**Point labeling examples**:
※
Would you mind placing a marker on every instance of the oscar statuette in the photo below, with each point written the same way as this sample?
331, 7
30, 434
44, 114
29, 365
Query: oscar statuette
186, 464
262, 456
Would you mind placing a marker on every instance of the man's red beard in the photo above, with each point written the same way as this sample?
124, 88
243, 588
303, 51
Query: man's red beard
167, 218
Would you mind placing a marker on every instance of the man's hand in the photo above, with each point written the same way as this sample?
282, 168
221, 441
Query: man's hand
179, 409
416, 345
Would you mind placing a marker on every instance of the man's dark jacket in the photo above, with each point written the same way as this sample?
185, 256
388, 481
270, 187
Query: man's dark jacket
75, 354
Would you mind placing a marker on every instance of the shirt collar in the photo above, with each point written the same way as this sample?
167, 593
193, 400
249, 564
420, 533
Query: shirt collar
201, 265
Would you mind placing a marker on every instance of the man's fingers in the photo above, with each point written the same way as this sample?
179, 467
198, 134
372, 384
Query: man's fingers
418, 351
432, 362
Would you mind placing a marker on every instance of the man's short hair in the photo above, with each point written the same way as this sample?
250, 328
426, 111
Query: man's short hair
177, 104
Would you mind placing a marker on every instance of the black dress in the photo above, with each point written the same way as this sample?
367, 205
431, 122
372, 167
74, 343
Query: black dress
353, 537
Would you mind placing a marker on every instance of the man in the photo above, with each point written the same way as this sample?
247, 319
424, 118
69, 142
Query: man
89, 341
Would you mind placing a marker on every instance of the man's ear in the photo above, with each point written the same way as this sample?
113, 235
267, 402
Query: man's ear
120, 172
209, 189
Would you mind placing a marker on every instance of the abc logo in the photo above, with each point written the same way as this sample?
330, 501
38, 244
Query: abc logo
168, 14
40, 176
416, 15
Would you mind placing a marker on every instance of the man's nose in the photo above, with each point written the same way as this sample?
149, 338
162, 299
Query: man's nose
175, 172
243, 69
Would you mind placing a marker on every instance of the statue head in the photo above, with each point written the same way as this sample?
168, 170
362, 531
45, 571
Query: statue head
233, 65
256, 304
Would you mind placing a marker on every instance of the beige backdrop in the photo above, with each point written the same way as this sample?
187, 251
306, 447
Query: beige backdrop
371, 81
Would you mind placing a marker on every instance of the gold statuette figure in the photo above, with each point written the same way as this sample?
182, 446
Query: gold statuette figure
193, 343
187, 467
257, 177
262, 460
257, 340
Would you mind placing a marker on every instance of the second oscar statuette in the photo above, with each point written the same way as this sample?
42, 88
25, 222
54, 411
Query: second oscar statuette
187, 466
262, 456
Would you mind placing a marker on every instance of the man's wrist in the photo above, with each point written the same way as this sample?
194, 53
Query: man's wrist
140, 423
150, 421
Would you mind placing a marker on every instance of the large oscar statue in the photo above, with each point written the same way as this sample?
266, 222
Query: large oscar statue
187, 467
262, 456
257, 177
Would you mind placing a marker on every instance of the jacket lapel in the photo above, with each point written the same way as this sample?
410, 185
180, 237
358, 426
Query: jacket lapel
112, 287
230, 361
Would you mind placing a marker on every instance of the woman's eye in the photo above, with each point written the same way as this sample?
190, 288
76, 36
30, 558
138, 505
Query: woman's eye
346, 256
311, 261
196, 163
※
**Problem requirements**:
Pull out every line from the one with "the man's wrist" to the end of the listing, and output only those.

**Exercise result**:
Would you mind placing a marker on every instance of the man's wrist in the photo above, with each point written the same way as this sample?
194, 53
Query: man's wrist
140, 423
150, 421
Would you mind placing a marker on every instance of the large oscar statue in the photo above, with each point written the same way as this sample?
266, 222
Query: large oscar statue
187, 467
262, 456
257, 177
Would you mind placing a marker on every instance of the jacket lapel in the photo above, with each point written the same way as this sample?
410, 185
180, 237
358, 426
Query: jacket lapel
112, 287
230, 361
Would you mind placing a marker on every instance of the woman's eye in the photo above, with each point written the same way as this sample?
190, 288
76, 36
30, 558
138, 505
Query: woman's eye
346, 256
311, 261
196, 163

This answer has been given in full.